◆ PROBLEMS TO SOLVE ◆
1. Decide whether each statement below agrees with the passage on the Teesside freeport, answering yes or no and quoting the words from the passage that settle it. (a) The Thai steel company SSI went bust in 2015. (b) A public procurement exercise was conducted for the partnership. (c) The South Tees Development Corporation was set up in 2017.
2. According to the passage on the Teesside freeport, how much has the government already paid for the job of remediating the land?
3. Copy the part of the passage on the Teesside freeport starting at "Musgrave is well" and ending at "somehow fund this.".

◆ PASSAGE SHOWN ◆
+ + + +
The largest part of the freeport is the 4,500-acre site of the former Redcar steel plant on the south-east side of the Tees estuary. A large chunk of this was owned by Thai steel company SSI, which went bust in 2015 with the loss of 1,700 jobs. The area is critical to Teesside regional mayor Ben Houchen’s redevelopment plans and his freeport ambitions, and a contentious negotiation began for his South Tees Development Corporation, set up in 2017, to buy the land from the Thai bankers that then controlled it.

First chronicled by the Tees Valley Monitor website, this led to a compulsory purchase order (CPO) being made two years ago. This was shortly after a couple of local property developers, Christopher Musgrave and Martin Corney, put in a late bid for the site – where they already had an interest in a 70-acre plot – via a company they had just set up called DCS Industrial Ltd. This evidently wasn’t favoured, but Musgrave and Corney didn’t exit the scene.

 

Joint venture

Minutes of a Tees Valley Combined Authority meeting in March 2020, the month before the CPO was granted, show the approval of an unspecified joint venture to be entered into by the development corporation. There was no indication who it was with, but records filed at Companies House reveal that four months later the South Tees Development Corporation acquired a 50 percent share of a company called Teesworks Ltd, set up by Musgrave and Corney. Together with smaller interests held by businessmen Ian Waller, they held the other half.

 

Musgrave is well plugged-in to the local Tory scene, having hosted a 2019 mayoral campaign fundraiser for Houchen at his Wynyard Hall development, complete with helicoptered-in Boris Johnson. Waller donated £7,000 to Houchen and £2,500 to local MP Simon Clarke in 2018 and 2019. No public procurement exercise was conducted for the partnership and no contract published.

 

The task of Teesworks Ltd, whose directors are Musgrave, Corney and Tees Valley Combined Authority chief executive Julie Gilhespie, is to manage remediation of the land. The government has already paid £277m for the job, but Houchen estimates £206m more will be needed to make it “investment ready”. He says the private company will somehow fund this.
+ + + +
◆ INFORMATION PROVIDED ◆
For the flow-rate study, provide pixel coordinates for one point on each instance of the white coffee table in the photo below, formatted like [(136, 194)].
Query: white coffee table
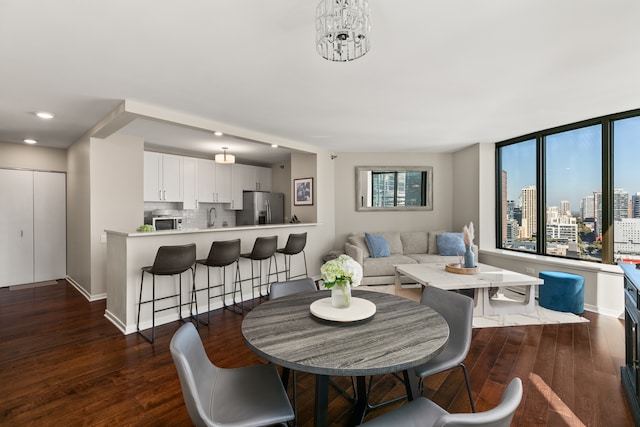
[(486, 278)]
+ + + +
◆ SOLUTIONS FOR EACH TASK ◆
1.
(a) Yes: "which went bust in 2015 with the loss of 1,700 jobs"
(b) No: "No public procurement exercise was conducted for the partnership and no contract published."
(c) Yes: "his South Tees Development Corporation, set up in 2017"

2. £277m.

3.
Musgrave is well plugged-in to the local Tory scene, having hosted a 2019 mayoral campaign fundraiser for Houchen at his Wynyard Hall development, complete with helicoptered-in Boris Johnson. Waller donated £7,000 to Houchen and £2,500 to local MP Simon Clarke in 2018 and 2019. No public procurement exercise was conducted for the partnership and no contract published.

 

The task of Teesworks Ltd, whose directors are Musgrave, Corney and Tees Valley Combined Authority chief executive Julie Gilhespie, is to manage remediation of the land. The government has already paid £277m for the job, but Houchen estimates £206m more will be needed to make it “investment ready”. He says the private company will somehow fund this.